• TEXT SHOWN:
________
The week ahead for April 11, 2022: Inflation hawks circle as jobs, prices surge

The week ahead for April 11, 2022: Inflation hawks circle as jobs, prices surge April 8, 2022

The latest news

The white-hot labor market continued apace last week, with initial jobless claims falling to 166,000. After a downward revision of the prior week’s figure, initial claims have now been below 200,000 for 8 of the past 9 weeks, an emphatic signal of an employees’ market.

Rising wages associated with a tight jobs market are just one factor leading the Federal Reserve in a more hawkish policy direction. The minutes of the most recent Open Market Committee meeting revealed an appetite among some directors for more aggressive interest rate hikes, leading most economists to expect 50 bp increases to come out of at least one if not both of the Committee’s next two meetings. This week’s CPI and retail figures will add more fodder for future discussions over whether and when to move past a “neutral” stance and toward quantitative tightening.

On the housing front, mortgage applications are slowing as rates rise. As construction slowly increases and the spring homebuying season begins, the combined effect could start to slow the rapid growth in home values. Housing costs will be a key factor in future migration. A multi-year pattern of net movement toward less dense areas accelerated in 2020 and 2021, in part due to greater flexibility to work remotely. If this continues, it will mean more growth in retail and hospitality growth outside of urban core areas.
________
• RECORDS:
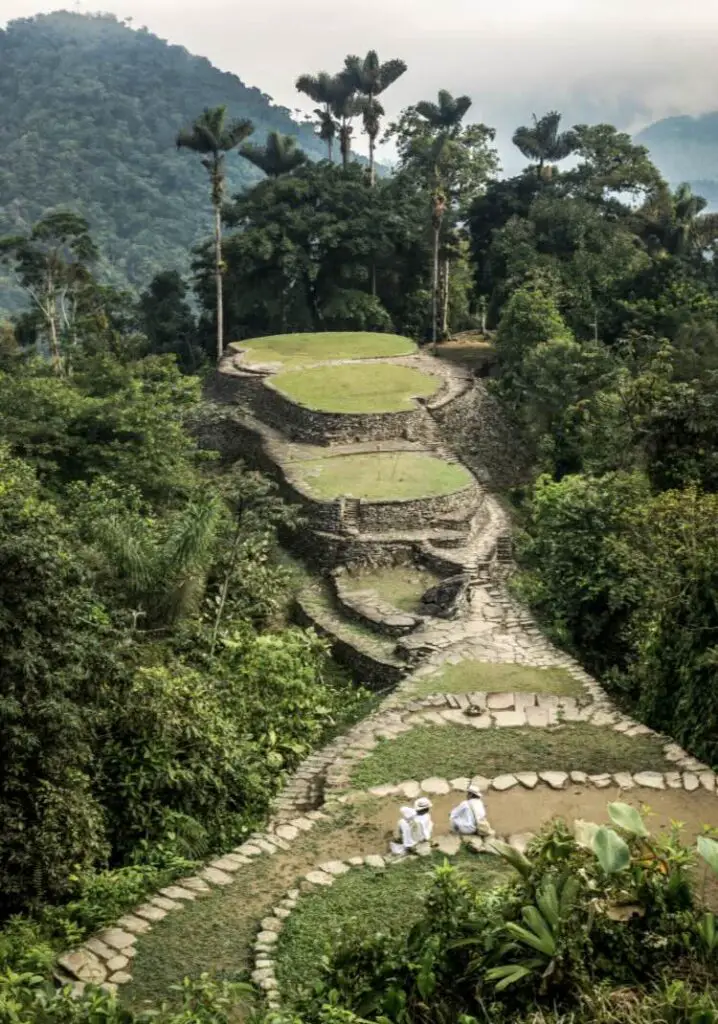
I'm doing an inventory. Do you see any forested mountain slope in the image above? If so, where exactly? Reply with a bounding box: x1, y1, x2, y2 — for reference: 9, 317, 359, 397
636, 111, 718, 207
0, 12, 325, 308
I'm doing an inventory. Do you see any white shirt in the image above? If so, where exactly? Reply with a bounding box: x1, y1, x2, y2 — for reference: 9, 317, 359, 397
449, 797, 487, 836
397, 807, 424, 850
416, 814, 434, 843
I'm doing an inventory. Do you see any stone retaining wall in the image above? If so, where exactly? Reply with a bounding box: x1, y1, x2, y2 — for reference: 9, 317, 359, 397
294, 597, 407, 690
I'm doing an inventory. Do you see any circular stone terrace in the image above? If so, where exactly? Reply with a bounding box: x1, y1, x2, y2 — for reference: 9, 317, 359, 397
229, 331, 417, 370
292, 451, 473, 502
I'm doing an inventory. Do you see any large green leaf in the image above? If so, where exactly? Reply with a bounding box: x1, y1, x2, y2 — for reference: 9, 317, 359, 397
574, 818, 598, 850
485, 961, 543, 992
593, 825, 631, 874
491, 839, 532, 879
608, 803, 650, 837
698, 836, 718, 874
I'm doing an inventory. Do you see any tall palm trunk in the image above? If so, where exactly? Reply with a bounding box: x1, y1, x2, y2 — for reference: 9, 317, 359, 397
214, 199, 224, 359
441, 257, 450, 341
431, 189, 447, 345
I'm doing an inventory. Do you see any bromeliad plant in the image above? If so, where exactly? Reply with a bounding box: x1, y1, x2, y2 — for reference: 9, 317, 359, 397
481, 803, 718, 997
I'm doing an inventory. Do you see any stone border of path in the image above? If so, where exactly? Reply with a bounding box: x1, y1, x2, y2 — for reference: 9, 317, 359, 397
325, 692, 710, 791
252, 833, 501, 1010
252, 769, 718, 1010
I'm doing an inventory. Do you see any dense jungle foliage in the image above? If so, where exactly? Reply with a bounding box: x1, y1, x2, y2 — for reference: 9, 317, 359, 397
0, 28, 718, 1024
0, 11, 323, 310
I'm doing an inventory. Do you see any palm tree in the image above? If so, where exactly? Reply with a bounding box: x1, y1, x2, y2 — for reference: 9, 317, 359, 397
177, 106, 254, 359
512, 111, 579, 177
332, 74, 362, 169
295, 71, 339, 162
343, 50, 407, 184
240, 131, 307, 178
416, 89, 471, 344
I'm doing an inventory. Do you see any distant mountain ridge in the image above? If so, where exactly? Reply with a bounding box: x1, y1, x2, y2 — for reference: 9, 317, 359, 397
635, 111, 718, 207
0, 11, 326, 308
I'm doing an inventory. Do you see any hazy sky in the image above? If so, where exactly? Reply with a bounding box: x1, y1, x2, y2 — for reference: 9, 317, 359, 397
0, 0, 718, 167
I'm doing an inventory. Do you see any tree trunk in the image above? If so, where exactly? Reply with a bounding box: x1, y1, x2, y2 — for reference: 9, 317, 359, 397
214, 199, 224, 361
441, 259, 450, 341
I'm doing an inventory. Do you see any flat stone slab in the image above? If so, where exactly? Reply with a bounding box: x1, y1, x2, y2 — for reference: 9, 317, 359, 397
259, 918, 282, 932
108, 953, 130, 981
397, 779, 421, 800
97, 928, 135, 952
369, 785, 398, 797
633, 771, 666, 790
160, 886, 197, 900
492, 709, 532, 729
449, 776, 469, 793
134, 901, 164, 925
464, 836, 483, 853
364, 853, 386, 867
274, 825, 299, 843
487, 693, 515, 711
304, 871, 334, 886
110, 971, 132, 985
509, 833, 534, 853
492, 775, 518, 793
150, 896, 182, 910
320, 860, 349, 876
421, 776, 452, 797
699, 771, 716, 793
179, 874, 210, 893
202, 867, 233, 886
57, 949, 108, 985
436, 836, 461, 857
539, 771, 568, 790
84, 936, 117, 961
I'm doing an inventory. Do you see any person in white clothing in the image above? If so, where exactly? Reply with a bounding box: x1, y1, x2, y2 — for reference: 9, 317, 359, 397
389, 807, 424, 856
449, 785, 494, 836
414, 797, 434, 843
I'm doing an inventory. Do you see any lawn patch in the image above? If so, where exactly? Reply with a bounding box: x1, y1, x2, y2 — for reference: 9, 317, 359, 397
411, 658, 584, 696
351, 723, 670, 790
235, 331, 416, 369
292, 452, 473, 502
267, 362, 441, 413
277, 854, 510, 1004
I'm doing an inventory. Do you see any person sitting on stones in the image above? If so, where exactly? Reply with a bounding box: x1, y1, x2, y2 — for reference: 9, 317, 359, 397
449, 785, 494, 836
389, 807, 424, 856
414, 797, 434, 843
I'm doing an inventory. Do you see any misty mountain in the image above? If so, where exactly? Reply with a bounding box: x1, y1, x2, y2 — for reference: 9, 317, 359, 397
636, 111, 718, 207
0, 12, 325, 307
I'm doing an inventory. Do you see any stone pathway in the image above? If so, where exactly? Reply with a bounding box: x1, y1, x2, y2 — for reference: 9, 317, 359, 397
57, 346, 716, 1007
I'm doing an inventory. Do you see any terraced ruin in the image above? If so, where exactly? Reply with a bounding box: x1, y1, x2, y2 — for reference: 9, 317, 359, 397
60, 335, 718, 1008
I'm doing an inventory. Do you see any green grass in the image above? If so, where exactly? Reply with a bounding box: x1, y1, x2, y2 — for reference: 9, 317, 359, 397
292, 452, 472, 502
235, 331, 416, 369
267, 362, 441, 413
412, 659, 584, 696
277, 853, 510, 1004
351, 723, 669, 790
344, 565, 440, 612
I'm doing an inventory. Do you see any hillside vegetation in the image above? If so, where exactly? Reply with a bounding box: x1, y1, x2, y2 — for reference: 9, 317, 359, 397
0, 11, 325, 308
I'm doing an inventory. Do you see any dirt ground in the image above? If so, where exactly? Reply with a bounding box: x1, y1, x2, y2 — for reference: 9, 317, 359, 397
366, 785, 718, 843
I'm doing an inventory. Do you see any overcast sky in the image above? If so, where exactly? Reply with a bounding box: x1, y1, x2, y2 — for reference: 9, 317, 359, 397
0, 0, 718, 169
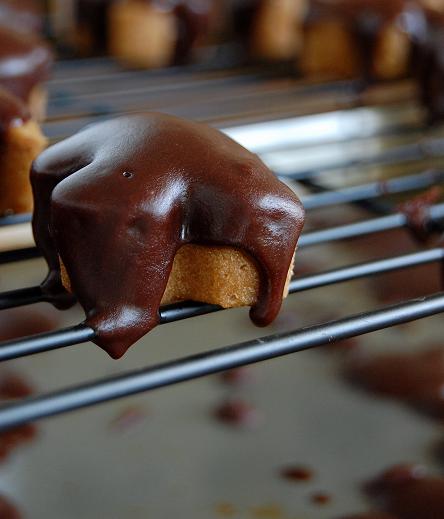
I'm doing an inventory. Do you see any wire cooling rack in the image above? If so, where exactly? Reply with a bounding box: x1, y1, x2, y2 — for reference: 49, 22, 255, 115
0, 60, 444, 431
________
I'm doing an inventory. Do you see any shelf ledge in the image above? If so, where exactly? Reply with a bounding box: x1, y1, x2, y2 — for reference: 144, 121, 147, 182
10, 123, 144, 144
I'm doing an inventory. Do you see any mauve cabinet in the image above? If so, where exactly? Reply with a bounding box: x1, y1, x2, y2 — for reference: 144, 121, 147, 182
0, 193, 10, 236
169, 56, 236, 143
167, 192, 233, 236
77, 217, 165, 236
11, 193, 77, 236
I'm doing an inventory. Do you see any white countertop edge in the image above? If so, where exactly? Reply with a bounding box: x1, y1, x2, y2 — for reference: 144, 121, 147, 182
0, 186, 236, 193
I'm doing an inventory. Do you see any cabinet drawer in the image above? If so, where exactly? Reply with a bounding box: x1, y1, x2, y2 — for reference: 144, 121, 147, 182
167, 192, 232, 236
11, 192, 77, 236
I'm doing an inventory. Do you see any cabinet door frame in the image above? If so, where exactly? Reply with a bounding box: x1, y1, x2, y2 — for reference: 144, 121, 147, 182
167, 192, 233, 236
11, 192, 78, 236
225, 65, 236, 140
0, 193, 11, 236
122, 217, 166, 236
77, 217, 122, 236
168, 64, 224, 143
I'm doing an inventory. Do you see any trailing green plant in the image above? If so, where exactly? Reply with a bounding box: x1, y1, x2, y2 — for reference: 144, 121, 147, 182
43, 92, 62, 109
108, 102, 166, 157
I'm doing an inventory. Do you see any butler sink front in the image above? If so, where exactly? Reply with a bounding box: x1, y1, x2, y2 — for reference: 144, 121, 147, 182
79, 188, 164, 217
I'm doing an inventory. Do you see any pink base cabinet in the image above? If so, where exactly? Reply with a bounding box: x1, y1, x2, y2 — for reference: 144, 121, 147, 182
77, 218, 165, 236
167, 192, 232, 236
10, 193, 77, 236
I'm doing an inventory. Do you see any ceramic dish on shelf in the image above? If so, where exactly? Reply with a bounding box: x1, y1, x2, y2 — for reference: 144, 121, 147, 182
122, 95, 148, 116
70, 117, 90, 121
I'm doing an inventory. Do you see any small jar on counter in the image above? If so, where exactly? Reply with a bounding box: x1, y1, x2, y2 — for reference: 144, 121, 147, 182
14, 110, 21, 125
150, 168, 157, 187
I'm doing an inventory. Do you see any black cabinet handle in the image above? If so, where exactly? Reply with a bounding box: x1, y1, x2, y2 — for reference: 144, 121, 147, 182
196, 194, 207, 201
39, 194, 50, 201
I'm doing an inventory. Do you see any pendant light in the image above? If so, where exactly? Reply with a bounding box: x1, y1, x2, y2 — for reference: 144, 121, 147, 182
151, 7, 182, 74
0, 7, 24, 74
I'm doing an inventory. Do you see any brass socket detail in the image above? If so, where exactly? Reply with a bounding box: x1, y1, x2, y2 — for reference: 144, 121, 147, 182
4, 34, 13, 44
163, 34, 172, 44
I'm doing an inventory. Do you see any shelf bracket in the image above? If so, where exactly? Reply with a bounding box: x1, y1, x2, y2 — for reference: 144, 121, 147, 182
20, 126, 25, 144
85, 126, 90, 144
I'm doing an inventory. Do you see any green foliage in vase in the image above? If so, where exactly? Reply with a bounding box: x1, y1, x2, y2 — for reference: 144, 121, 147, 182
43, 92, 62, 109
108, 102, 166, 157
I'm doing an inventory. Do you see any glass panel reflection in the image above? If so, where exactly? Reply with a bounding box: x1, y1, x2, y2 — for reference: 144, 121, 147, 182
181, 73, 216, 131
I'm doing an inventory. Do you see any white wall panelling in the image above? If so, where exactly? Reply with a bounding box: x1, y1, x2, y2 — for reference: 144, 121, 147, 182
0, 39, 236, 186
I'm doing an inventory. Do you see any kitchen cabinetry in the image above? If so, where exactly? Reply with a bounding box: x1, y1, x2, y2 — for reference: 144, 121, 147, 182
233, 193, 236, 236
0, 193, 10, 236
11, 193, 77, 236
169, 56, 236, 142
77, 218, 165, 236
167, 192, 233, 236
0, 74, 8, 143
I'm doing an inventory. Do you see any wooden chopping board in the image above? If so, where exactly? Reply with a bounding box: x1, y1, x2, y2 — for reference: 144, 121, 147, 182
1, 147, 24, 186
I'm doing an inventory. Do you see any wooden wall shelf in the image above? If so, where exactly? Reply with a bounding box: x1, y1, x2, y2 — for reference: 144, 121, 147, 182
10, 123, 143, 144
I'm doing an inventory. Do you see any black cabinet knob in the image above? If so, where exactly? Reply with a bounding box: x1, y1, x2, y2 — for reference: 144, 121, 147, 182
________
• BRIEF A: Transcribe the economic news text from "The white-hot labor" up to and including "toward quantitative tightening.".
• BRIEF B: Go on with the text on the week's economic outlook, starting after its final sentence.

• EXERCISE RESPONSE A:
The white-hot labor market continued apace last week, with initial jobless claims falling to 166,000. After a downward revision of the prior week’s figure, initial claims have now been below 200,000 for 8 of the past 9 weeks, an emphatic signal of an employees’ market.

Rising wages associated with a tight jobs market are just one factor leading the Federal Reserve in a more hawkish policy direction. The minutes of the most recent Open Market Committee meeting revealed an appetite among some directors for more aggressive interest rate hikes, leading most economists to expect 50 bp increases to come out of at least one if not both of the Committee’s next two meetings. This week’s CPI and retail figures will add more fodder for future discussions over whether and when to move past a “neutral” stance and toward quantitative tightening.

• EXERCISE RESPONSE B:
Happening this week


Measure:                    Consumer Price Index, year-over-year for March
Previous:                    7.9 percent
Expectation:               8.3 percent

Measure:                    Core Consumer Price Index, year-over-year for March
Previous:                    6.4 percent
Expectation:               6.6-6.7 percent

Both headline and “core” (excluding food and energy) prices look to have nudged upward to new 40-year highs in March, suggesting that relief for consumers’ wallets is not yet in sight.



Measure:                    Producer Price Index, month-over-month for March
Previous:                    0.8 percent
Expectation:               0.9-1.0 percent

While not as volatile as the CPI, the PPI can offer a directional indication on prices consumers will pay in the future. A monthly increase around 1 percent would suggest that inflationary pressure could linger.



Measure:                    Retail Sales, month-over-month for March
Previous:                    0.3 percent
Expectation:               0.4-0.6 percent

Sales should come in somewhat stronger than last month. Given the recent surge in service-sector employment, it would not be surprising to see another strong increase in sales at hospitality retailers. Note: Look for our analysis of what’s next for retail in the coming days.

Measure:                    Michigan Consumer Sentiment Index, preliminary for April
Previous:                    59.4
Expectation:               58.8-59.0

The expectation is that consumer sentiment will dip further from last month’s decade-low figure. Despite a robust job market, consumers are concerned that inflation will continue to erode their purchasing power and squeeze their standard of living.